What is needed:
Repeat the entire listing exactly.
--- BEGIN ---
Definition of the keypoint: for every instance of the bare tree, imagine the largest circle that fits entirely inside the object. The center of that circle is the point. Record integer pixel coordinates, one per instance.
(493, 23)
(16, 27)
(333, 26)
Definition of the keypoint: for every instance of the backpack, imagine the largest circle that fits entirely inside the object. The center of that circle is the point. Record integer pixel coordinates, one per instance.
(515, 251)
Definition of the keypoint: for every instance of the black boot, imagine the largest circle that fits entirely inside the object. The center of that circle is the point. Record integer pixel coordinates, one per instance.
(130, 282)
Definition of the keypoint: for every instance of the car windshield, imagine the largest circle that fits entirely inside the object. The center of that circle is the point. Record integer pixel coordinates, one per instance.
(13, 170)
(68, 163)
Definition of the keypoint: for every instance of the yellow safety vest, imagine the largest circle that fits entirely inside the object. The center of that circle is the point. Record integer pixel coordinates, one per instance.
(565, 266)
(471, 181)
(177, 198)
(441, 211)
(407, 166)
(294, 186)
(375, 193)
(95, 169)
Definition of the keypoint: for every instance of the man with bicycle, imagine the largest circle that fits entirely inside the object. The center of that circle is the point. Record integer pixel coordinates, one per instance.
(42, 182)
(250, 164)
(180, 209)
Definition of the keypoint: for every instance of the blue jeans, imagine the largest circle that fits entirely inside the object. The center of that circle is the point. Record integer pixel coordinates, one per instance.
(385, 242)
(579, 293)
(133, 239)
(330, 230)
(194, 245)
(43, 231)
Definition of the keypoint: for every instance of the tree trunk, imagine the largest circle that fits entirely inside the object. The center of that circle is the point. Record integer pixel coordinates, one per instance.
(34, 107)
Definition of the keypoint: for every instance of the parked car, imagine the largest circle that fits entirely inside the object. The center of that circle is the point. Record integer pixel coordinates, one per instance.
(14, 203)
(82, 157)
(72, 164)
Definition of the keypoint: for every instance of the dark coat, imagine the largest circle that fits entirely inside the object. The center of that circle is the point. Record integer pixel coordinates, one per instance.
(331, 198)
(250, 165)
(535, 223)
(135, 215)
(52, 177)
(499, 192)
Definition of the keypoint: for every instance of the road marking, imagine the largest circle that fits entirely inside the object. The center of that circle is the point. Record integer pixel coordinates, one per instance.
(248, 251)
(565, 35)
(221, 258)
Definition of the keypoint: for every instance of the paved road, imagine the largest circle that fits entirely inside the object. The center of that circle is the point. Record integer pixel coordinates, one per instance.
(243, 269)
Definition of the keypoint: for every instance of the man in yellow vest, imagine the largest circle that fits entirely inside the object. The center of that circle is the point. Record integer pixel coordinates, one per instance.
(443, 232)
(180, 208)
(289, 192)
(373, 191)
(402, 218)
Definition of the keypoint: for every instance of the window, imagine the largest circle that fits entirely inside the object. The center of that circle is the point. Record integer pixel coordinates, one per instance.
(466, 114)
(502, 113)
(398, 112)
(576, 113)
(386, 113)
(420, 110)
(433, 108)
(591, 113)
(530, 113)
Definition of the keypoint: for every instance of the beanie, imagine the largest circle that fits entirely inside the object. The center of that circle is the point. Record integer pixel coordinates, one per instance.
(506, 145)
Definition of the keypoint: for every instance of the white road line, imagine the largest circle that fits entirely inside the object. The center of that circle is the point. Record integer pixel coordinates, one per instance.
--- END ---
Answer to the task:
Definition of the keypoint: for every instance of the bare tree, imagine the largest circle that fits entirely inside the object. The center of that circle is the point. Record integer pixel coordinates, one per instance.
(493, 23)
(16, 27)
(333, 26)
Definition of the keypoint: for every instance of the backpack, imagine the largest circle that fits entirely inside the object. The center of that circle is the point. Record integer pixel coordinates, one per instance.
(515, 251)
Definition of the keypoint: for every instance of the black boot, imagine the largest circle that fits entirely inside the object. The center of that circle is the point. Record integer pixel coordinates, one per instance.
(130, 282)
Definition of the keypoint: for every instance of the car windshield, imagine the largest circle that fits entirely inside the object. The center of that circle is the point. Record integer pixel coordinates, one per instance.
(13, 170)
(68, 163)
Definition of the keypoint: for every instance of the yellow safety vest, imagine the largest circle that fits entirely inside the object. The center of that circle is the point. Record integer pixel coordinates, one per instance.
(565, 266)
(471, 181)
(177, 198)
(441, 211)
(407, 166)
(294, 186)
(375, 193)
(95, 169)
Definition of the keypoint: for every instance of the man with bicycle, imagine the largest circle that fits entirely inside the object. The center of that circle is the point. Record integer pixel coordinates, one per instance.
(42, 182)
(250, 164)
(180, 209)
Definition of the keypoint: for every instance of the blue jeans, imagine the largest circle that fits entirely inside the object. The center of that circle is the point. Record integer pixel coordinates, one per instance.
(385, 242)
(579, 293)
(133, 239)
(330, 230)
(194, 245)
(43, 231)
Definition of the keypoint: for every instance of the tree trunk, imagine the largest circle that fits entirely inside the object. The center of that circle is the point. Record integer pixel coordinates, one per instance.
(34, 107)
Definition of the keypoint: for every instance of the parked car, imagine the largest circle that fits entirely inside the object. The center of that circle is the point. Record integer pixel coordinates, one per instance.
(14, 203)
(82, 157)
(72, 164)
Definition of the keypoint: for every instance of the dark coat, imagine the largest circle that fits entirely inside the object. The center of that circle is the point. Record integer pixel coordinates, one per instance.
(331, 198)
(250, 165)
(535, 223)
(135, 215)
(52, 177)
(499, 192)
Definition of the keypoint: for every instance of the road marking, imagine the largest circle that fits entirely inside the object. The center of that circle is the point. Record integer pixel coordinates, one per instance.
(248, 251)
(565, 35)
(221, 258)
Definition of the keypoint: for every instance of the paved road, imagine the largest circle that fits entirely inside the object. The center of that circle is the point. Record integer pixel coordinates, one per instance.
(243, 269)
Definition of the keypoint: for every instance of the man in yellow vest, imagine the largest circle that fits entirely inside the object. The center of that circle is the point. Record integer pixel coordinates, one per instance.
(443, 232)
(180, 208)
(289, 192)
(373, 191)
(402, 218)
Definition of the keypoint: for every instance of the window, imagine the largest circle that fits entirely inside the object. The center of that circle is the point. Record integer pixel coordinates, one per instance.
(466, 114)
(502, 113)
(398, 112)
(576, 113)
(386, 113)
(420, 110)
(433, 108)
(591, 113)
(530, 113)
Definition of the keypoint: for every instance of the beanie, imagine the largest circle that fits entirely inside the object. The center of that circle is the point. Record integer pixel coordinates, one per instance.
(506, 145)
Definition of the keypoint: for every instance of the white road line, imagine the largest circle that fits entirely inside the object. The center of that circle is the point. Record integer pixel coordinates, one per instance.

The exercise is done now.